__Supplied passage__
_____

Debugging¶
The following are flags that make debugging much easier.
Fast dev run¶
This flag runs a “unit test” by running 1 training batch and 1 validation batch. The point is to detect any bugs in the training/validation loop without having to wait for a full epoch to crash.
(See: fast_dev_run
argument of Trainer
)
trainer = Trainer(fast_dev_run=True)
Inspect gradient norms¶
Logs (to a logger), the norm of each weight matrix.
(See: track_grad_norm
argument of Trainer
)
# the 2-norm
trainer = Trainer(track_grad_norm=2)
Log GPU usage¶
Logs (to a logger) the GPU usage for each GPU on the master machine.
(See: log_gpu_memory
argument of Trainer
)
trainer = Trainer(log_gpu_memory=True)

_____

__Material supplied__

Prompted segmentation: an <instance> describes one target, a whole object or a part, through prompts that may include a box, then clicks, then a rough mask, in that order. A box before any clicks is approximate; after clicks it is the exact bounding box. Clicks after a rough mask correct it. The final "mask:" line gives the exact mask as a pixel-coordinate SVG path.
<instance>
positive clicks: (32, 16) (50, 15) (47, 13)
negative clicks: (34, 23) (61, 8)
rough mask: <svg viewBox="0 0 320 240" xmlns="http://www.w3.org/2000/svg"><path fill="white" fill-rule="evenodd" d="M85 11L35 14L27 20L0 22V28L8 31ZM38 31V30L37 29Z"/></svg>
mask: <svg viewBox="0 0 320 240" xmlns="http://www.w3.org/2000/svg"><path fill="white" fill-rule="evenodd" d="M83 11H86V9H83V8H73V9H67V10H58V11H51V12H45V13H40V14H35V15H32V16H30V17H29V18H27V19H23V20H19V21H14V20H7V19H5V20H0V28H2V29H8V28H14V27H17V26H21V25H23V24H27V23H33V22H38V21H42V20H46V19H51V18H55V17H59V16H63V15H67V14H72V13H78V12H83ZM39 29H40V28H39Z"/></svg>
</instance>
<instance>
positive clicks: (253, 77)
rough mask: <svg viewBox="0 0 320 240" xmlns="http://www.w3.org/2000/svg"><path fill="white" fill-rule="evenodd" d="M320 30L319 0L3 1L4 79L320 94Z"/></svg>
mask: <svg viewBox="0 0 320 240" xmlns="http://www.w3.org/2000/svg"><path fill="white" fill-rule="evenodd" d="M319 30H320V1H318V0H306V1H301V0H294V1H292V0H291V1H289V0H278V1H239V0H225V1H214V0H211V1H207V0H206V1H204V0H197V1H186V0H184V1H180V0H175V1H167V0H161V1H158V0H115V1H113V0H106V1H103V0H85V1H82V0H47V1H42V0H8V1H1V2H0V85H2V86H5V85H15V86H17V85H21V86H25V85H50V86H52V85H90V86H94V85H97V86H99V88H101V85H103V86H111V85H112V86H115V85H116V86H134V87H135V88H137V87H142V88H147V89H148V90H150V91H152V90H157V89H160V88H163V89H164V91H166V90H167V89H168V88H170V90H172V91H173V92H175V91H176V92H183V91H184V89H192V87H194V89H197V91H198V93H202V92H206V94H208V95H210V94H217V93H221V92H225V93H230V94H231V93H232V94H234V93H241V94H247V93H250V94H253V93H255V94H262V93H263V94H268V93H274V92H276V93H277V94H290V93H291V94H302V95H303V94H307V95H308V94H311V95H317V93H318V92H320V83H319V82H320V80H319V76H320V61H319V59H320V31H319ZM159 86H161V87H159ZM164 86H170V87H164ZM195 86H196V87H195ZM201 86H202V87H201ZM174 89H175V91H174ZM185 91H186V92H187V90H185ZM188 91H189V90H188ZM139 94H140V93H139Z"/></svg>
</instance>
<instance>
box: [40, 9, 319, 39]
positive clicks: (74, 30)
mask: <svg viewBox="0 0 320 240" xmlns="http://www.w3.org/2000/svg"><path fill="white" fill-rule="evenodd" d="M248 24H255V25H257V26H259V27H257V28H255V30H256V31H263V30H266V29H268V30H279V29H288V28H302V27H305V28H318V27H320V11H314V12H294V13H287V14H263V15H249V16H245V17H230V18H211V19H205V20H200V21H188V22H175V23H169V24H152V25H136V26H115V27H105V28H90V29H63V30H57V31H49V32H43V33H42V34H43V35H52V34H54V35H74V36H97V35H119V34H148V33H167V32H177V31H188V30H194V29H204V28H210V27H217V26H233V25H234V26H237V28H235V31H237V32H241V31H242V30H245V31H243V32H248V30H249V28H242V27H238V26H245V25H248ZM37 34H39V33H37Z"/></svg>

_____

__Required tasks__
1 – In the debugging passage, how many training and validation batches does the fast dev run flag execute?
2 – Reproduce everything in the debugging passage from "# the 2-norm" down to "trainer = Trainer(log_gpu_memory=True)".
3 – Extend the debugging passage onward from its final line.
The listing was drawn from a separate source.

__Results in order__
1 – It runs one training batch and one validation batch.

2 –
# the 2-norm
trainer = Trainer(track_grad_norm=2)
Log GPU usage¶
Logs (to a logger) the GPU usage for each GPU on the master machine.
(See: log_gpu_memory
argument of Trainer
)
trainer = Trainer(log_gpu_memory=True)

3 –
Make model overfit on subset of data¶
A good debugging technique is to take a tiny portion of your data (say 2 samples per class), and try to get your model to overfit. If it can’t, it’s a sign it won’t work with large datasets.
(See: overfit_pct
argument of Trainer
)
trainer = Trainer(overfit_pct=0.01)
Print the parameter count by layer¶
Whenever the .fit() function gets called, the Trainer will print the weights summary for the lightningModule. To disable this behavior, turn off this flag:
(See: weights_summary
argument of Trainer
)
trainer = Trainer(weights_summary=None)
Set the number of validation sanity steps¶
Lightning runs a few steps of validation in the beginning of training. This avoids crashing in the validation loop sometime deep into a lengthy training loop.
(See: num_sanity_val_steps
argument of Trainer
)
# DEFAULT
trainer = Trainer(num_sanity_val_steps=5)